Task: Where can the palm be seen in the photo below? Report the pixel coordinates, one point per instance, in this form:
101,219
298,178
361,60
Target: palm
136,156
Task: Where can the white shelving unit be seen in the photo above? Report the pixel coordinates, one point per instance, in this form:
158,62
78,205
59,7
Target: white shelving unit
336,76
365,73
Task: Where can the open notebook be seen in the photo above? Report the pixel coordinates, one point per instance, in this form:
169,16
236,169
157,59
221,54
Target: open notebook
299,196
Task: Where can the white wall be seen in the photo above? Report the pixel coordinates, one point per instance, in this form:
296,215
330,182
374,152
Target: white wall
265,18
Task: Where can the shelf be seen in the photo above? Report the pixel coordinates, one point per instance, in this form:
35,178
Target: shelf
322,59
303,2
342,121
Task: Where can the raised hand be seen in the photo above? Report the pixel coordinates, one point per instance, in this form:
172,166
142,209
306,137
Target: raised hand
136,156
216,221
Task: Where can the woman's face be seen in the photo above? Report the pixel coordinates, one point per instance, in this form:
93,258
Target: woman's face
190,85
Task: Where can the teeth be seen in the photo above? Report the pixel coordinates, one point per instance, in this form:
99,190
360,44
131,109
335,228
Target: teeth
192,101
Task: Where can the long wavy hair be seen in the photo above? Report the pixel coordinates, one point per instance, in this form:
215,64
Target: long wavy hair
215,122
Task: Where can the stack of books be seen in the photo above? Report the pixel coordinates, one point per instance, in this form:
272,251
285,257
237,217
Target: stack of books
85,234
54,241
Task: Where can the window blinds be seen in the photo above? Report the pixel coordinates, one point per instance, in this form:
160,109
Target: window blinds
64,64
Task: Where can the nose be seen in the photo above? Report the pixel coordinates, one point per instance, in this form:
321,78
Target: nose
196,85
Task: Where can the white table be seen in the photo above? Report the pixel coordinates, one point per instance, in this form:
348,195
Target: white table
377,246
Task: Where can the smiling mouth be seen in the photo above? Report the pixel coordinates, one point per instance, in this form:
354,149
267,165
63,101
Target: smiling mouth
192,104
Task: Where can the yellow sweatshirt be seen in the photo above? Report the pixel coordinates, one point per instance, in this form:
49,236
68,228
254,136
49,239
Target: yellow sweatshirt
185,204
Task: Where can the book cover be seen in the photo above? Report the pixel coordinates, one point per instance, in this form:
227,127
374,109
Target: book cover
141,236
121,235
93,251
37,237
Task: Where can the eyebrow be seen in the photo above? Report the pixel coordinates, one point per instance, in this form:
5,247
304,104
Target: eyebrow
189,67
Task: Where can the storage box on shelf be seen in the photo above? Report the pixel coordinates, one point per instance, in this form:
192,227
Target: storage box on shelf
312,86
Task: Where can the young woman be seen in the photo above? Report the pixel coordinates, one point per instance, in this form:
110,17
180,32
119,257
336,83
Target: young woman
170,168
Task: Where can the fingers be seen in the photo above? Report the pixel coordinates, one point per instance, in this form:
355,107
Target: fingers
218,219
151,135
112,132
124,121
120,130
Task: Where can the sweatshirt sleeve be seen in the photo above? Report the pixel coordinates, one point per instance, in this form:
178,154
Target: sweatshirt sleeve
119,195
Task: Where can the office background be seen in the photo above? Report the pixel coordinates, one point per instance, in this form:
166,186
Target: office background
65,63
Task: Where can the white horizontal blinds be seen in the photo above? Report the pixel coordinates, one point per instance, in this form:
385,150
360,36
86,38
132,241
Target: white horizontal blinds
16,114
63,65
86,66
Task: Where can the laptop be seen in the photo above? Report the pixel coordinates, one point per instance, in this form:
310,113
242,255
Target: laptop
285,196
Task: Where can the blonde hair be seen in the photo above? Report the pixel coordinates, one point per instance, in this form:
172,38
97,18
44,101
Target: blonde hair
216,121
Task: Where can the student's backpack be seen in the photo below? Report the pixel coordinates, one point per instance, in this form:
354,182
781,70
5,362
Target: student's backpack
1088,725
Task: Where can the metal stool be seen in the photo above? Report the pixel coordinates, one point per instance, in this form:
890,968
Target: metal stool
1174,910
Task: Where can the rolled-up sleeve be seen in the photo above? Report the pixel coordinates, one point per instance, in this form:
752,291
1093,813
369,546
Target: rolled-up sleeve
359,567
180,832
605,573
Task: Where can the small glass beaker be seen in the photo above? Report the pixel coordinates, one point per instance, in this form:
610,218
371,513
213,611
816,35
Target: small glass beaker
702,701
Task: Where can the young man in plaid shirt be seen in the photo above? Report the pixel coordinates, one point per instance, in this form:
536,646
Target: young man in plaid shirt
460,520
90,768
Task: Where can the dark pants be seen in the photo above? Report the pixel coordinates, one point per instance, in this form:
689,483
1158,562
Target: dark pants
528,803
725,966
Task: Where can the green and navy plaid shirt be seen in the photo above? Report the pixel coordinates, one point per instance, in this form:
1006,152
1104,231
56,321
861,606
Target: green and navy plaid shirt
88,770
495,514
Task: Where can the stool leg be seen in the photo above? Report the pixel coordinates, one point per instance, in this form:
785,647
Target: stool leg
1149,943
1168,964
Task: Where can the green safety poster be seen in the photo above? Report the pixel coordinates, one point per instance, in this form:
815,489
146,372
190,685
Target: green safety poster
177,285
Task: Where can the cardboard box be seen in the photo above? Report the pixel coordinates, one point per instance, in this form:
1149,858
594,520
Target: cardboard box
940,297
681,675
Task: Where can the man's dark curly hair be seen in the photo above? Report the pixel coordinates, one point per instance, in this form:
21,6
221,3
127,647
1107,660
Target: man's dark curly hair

• • • •

» **DO THIS**: Copy each line of the data above without altering a single character.

» **ANSWER FOR THE TASK**:
Task: Where can the palm be seen in the photo below? Report the pixel coordinates, one point per instance, in this form:
101,219
298,178
361,60
Target: palm
136,156
Task: Where can the white shelving unit be seen in the photo above? Report the pixel coordinates, one point per instance, in this form:
158,62
78,205
59,7
Target: white shelving unit
336,76
365,73
Task: Where can the open notebook be seen in the photo above? Report the pixel coordinates, one point per instance, in this form:
169,16
236,169
157,59
221,54
Target: open notebook
299,196
Task: Where can the white wall be seen in the photo above? Report the pixel coordinates, one point per instance, in this form:
296,215
330,182
374,152
Target: white wall
265,18
Task: Where can the shelf be seen in the photo above? Report the pixel coordinates, one point per instance, in this form:
35,178
Target: shelf
322,59
303,2
342,121
Task: Where can the raised hand be seen in the photo above? Report the pixel coordinates, one point per instance, in this form:
172,166
142,209
306,137
Target: raised hand
136,156
216,221
Task: Where can the woman's face be seen in the photo above? Report the pixel coordinates, one point per instance, in this form:
93,258
Target: woman's face
190,85
Task: Where can the teeth be seen in the photo above? Report the pixel coordinates, one point per instance, in this form:
99,190
360,44
131,109
335,228
Target: teeth
192,101
Task: Where can the long wavy hair be seen in the photo above? Report the pixel coordinates, one point per instance, in this form:
215,64
Target: long wavy hair
215,122
Task: Where can the stack of books be seen in the photo above? Report the pixel coordinates, one point per instance, in this form:
272,251
285,257
237,217
Target: stack of books
85,234
54,241
Task: Where can the window blinds be seen in the photo above? Report the pixel coordinates, one point per instance, in this form:
160,109
Target: window blinds
64,64
Task: Where can the nose be seen in the photo above? Report the pixel coordinates, one point per instance, in this form:
321,78
Target: nose
196,85
Task: Where can the white table be seen in the photo above? Report the pixel coordinates, one point per instance, in this form:
348,195
Target: white table
377,246
Task: Where can the smiling mouth be seen in the photo above? Report the pixel coordinates, one point per instance, in this form:
354,149
267,165
63,101
Target: smiling mouth
192,104
Task: Where can the yellow sweatshirt be seen in the photo above? Report the pixel coordinates, one point per instance, in this form:
49,236
68,228
254,136
49,239
Target: yellow sweatshirt
185,204
Task: Where can the book cover be seen in the photo above? Report the pixel coordinates, one point per instance, in this form:
227,127
374,109
Target: book cover
141,236
121,235
93,251
37,237
Task: Where can the eyebrow be seen in the photo above? Report the pixel coordinates, one point per instance, in this form:
5,247
304,104
Target: eyebrow
189,67
Task: Where can the storage box on shelf be seen in the photo above? Report the pixel coordinates, one point per instance, in this form:
192,227
Target: storage box on shelf
312,86
Task: Where can the young woman be seen in the photo above? Report the pixel coordinates, one point per instance, in this form:
110,17
180,32
119,257
336,83
Target: young woman
170,168
Task: Where can the fingers be seen in the photo above? Report the pixel coordinates, one point per instance, in this form:
355,107
Target: fingers
218,219
151,135
112,132
124,121
120,130
Task: Where can the sweatshirt sleeve be seen in the photo above? Report the pixel coordinates, one point per instance, in this form:
178,154
Target: sweatshirt sleeve
119,195
Task: Where can the office background be seen in the photo above? Report the pixel coordinates, one point per instance, in this form:
166,186
Target: office background
65,63
Task: Where can the white horizontal blinds be seen in the photo above? Report the pixel coordinates, one point per instance, in this form:
385,150
360,36
86,38
132,241
Target: white horizontal blinds
16,114
63,65
86,66
Task: Where can the laptop be seen in the photo above? Report the pixel coordinates, one point per instance, in this form:
310,113
242,255
Target: laptop
285,196
Task: Where can the blonde hair be seen in the photo above? Report the pixel coordinates, one point per instance, in this form:
172,38
97,18
44,101
Target: blonde hair
216,121
Task: Where can the student's backpack be seen in the photo below? Report the pixel coordinates, one point per instance, in this form:
354,182
781,70
5,362
Target: student's backpack
1088,725
Task: Where can the metal stool be seen in the photo above? Report the pixel coordinates, one point per instance, in this form:
890,968
Target: metal stool
1174,910
Task: Where can the rolled-up sleeve be seen in the photo above? Report the pixel coordinates, one point per instance, in this form:
752,291
1093,813
369,546
Target: rolled-up sleeve
359,567
180,832
605,573
Task: Where can the small glass beaker be seen in the photo above? Report the pixel coordinates, one point per instance, in this form:
610,218
371,513
213,611
816,35
Target: small glass beaker
702,701
Task: Where can the young man in plaid shirt be seen in the photo above? Report the pixel coordinates, one point per instance, in this form:
536,646
Target: young man in plaid shirt
460,520
90,768
Task: Where can the dark pants be seen in the photo above? Report the pixel coordinates, one point per instance, in this form:
689,483
1158,562
Target: dark pants
528,803
725,966
Task: Where can the green and navy plaid shirt be seen in the photo above? Report the pixel coordinates, one point per instance, in this form:
1006,152
1104,231
56,321
861,606
Target: green and navy plaid shirt
88,770
495,514
Task: Where can the stool leg be seen in the photo above? Report the pixel coordinates, one point per instance, in this form:
785,647
Target: stool leg
1149,943
1168,964
Task: Where can the green safety poster be seen in the photo above? Report the pixel coordinates, one point per instance, in this form:
815,489
146,372
190,685
Target: green safety poster
177,285
Task: Where can the cardboard box be seen in the photo above? Report the pixel coordinates, one point per instance, in this form:
1149,858
594,520
Target: cardboard box
940,297
681,675
Task: Where can the man's dark curly hair be seen in the photo above? Report the pixel coordinates, one point per instance, in this form:
21,6
221,3
127,647
1107,660
Target: man's dark curly hair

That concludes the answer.